▸ **Task goal**: Reproduce every line of the entries from the line with "of the puddle" through the last line of the entries, both included, adding 12 to each number in the point coordinates and leaving all else unchanged.

▸ **Material for the task**:
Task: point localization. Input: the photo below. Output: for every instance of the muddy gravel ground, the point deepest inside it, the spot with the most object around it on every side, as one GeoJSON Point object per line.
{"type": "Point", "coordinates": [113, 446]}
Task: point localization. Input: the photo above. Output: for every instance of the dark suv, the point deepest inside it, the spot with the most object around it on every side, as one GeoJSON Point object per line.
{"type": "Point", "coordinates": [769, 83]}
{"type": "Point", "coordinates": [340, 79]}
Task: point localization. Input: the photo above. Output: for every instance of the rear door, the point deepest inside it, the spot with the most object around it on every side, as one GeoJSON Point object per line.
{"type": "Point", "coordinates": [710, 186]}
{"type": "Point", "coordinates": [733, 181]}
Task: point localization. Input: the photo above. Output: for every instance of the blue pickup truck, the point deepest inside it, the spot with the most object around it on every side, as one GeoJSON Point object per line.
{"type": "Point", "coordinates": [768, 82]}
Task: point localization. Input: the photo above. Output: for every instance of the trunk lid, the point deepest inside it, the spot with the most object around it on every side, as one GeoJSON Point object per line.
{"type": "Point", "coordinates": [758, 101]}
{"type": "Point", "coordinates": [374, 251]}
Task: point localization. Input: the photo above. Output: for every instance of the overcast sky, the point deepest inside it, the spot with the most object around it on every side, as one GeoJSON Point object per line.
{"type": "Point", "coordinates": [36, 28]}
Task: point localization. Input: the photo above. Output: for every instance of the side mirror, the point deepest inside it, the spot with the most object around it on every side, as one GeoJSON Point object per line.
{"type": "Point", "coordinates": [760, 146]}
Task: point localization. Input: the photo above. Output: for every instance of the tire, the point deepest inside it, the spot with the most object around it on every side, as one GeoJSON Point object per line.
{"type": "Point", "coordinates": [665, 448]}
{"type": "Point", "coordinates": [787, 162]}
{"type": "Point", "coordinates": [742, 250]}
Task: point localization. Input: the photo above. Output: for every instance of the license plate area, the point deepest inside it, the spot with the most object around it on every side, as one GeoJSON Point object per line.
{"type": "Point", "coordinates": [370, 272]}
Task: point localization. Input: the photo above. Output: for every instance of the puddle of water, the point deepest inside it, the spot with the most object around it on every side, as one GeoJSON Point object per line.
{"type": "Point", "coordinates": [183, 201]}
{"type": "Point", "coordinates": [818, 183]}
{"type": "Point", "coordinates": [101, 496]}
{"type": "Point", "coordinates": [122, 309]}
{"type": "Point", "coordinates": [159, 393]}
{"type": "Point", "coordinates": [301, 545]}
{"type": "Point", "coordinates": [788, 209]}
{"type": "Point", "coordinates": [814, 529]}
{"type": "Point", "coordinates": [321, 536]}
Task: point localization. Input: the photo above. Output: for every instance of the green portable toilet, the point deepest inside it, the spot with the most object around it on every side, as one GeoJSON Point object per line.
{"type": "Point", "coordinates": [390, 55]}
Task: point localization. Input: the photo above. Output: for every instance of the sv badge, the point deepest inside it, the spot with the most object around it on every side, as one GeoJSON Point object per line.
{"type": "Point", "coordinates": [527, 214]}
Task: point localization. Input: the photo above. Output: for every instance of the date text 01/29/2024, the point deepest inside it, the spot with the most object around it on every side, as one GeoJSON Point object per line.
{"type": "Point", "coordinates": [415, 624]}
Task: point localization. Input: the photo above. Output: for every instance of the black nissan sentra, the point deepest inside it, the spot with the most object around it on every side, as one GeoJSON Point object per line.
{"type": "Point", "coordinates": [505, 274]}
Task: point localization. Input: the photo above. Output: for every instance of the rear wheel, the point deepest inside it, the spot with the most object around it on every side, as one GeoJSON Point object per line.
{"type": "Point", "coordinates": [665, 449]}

▸ **The solution**:
Task: point localization. Input: the photo above. Output: for every instance of the puddle of water, the point deepest inside it, the spot with the most object around it on every side, as one GeoJSON Point object per line.
{"type": "Point", "coordinates": [195, 213]}
{"type": "Point", "coordinates": [830, 195]}
{"type": "Point", "coordinates": [113, 508]}
{"type": "Point", "coordinates": [134, 321]}
{"type": "Point", "coordinates": [171, 405]}
{"type": "Point", "coordinates": [313, 557]}
{"type": "Point", "coordinates": [800, 221]}
{"type": "Point", "coordinates": [826, 541]}
{"type": "Point", "coordinates": [333, 548]}
Task: point localization. Input: the photo above. Output: for every instance of the green portable toilet, the point deepest inside it, the spot with the most object around it on every side, as one GeoJSON Point object per line.
{"type": "Point", "coordinates": [402, 67]}
Task: point localization. Input: the photo above. Output: for every instance of the sv badge, the point deepest inside it, the spot with the most object around it on every side, as one GeoJSON Point object per line.
{"type": "Point", "coordinates": [539, 226]}
Task: point localization. Input: the photo above. Output: for every instance of the date text 01/29/2024, the point deepest inside it, the spot with the most object around it on every side, as one GeoJSON Point object per line.
{"type": "Point", "coordinates": [427, 636]}
Task: point localization. Input: the photo above. Output: for every instance of the black nissan sentra, the point deepest inside it, the spot with the most object around it on every side, as one GeoJSON Point object per line.
{"type": "Point", "coordinates": [517, 286]}
Task: point localization. Input: the photo above. Output: for every instance of the rear wheel, the point deepest inside it, the spot with the most object around it on every side, as one GeoJSON Point object per line.
{"type": "Point", "coordinates": [677, 461]}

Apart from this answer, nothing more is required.